2

I'm trying to make sure the input to my shell script follows the format Name_Major_Minor.extension

where Name is any number of digits/characters/"-" followed by "_"

Major is any number of digits followed by "_"

Minor is any number of digits followed by "."

and Extension is any number of characters followed by the end of the file name.

I'm fairly certain my regular expression is just messed up slightly. any file I currently run through it evaluates to "yes" but if I add "[A-Z]$" instead of "*$" it always evaluates to "no". Regular expressions confuse the hell out of me as you can probably tell..

if echo $1 | egrep -q [A-Z0-9-]+_[0-9]+_[0-9]+\.*$
then
    echo "yes"
else
    echo "nope"
    exit
fi

edit: realized I am missing the pattern for "minor". Still doesn't work after adding it though.

Ruslan Osmanov
  • 20,486
  • 7
  • 46
  • 60
Tremors
  • 133
  • 1
  • 13

2 Answers2

4

Use =~ operator

Bash supports regular expression matching through its =~ operator, and there is no need for egrep in this particular case:

if [[ "$1" =~ ^[A-Za-z0-9-]+_[0-9]+_[0-9]+\..*$ ]]

Errors in your regular expression

The \.*$ sequence in your regular expression means "zero or more dots". You probably meant "a dot and some characters after it", i.e. \..*$.

Your regular expression matches only the end of the string ($). You likely want to match the whole string. To match the entire string, use the ^ anchor to match the beginning of the line.

§ Exercises to complete
1 – In the shell script regex thread, begin at the words "Errors in your" and stop after "of the line.", then write that passage out again, swapping every "regular expression" for "regex".
2 – Pick up the shell script regex thread after its last sentence and keep it going.

§ Given information

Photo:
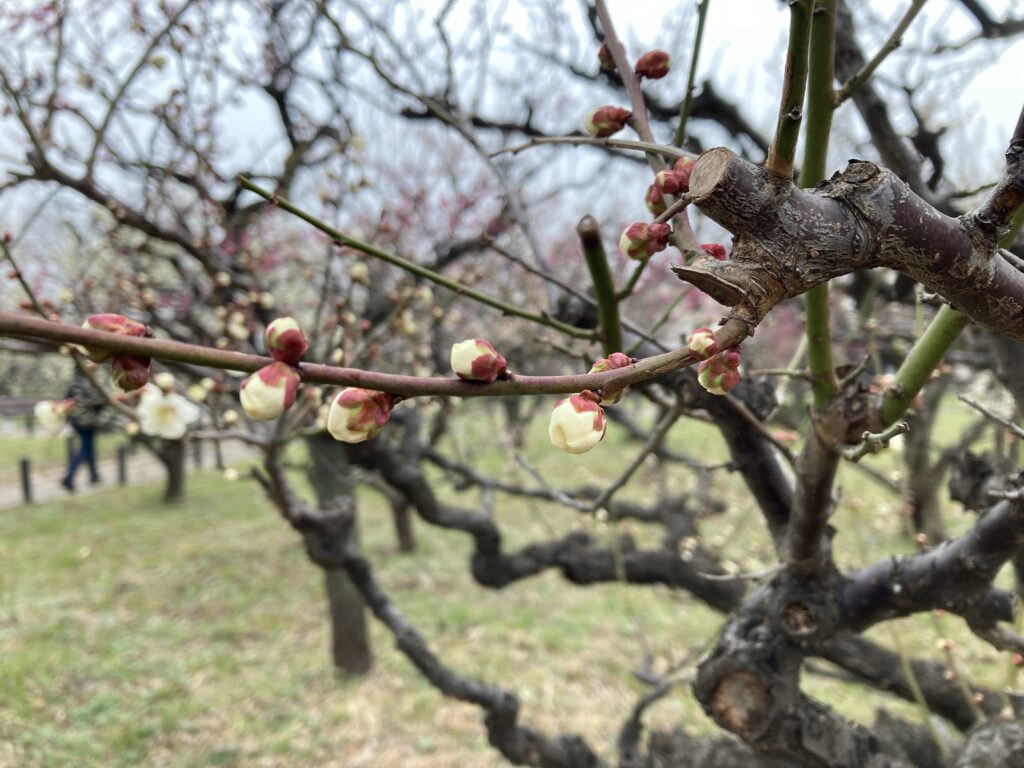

§ The answers
1 –
Errors in your regex

The \.*$ sequence in your regex means "zero or more dots". You probably meant "a dot and some characters after it", i.e. \..*$.

Your regex matches only the end of the string ($). You likely want to match the whole string. To match the entire string, use the ^ anchor to match the beginning of the line.

2 –
Escape the command line arguments

If you still want to use egrep, you should escape its arguments as you should escape any command line arguments to avoid reinterpretation of special characters, or rather wrap the argument in single, or double quotes, e.g.:

if echo "$1" | egrep -q '^[A-Za-z0-9-]+_[0-9]+_[0-9]+\..*$'

Use printf instead of echo

Don't use echo, as its behavior is considered unreliable. Use printf instead:

printf '%s\n' "$1"
Community
  • 1
  • 1
Ruslan Osmanov
  • 20,486
  • 7
  • 46
  • 60
1

Try this regex instead: ^[A-Za-z0-9-]+(?:_[0-9]+){2}\..+$.

  • [A-Za-z0-9-]+ matches Name
  • _[0-9]+ matches _ followed by one or more digits
  • (?:...){2} matches the group two times: _Major_Minor
  • \..+ matches a period followed by one or more character

The problem in your regex seems to be at the end with \.*, which matches a period \. any number of times, see here. Also the [A-Z0-9-] will only match uppercase letters, might not be what you wanted.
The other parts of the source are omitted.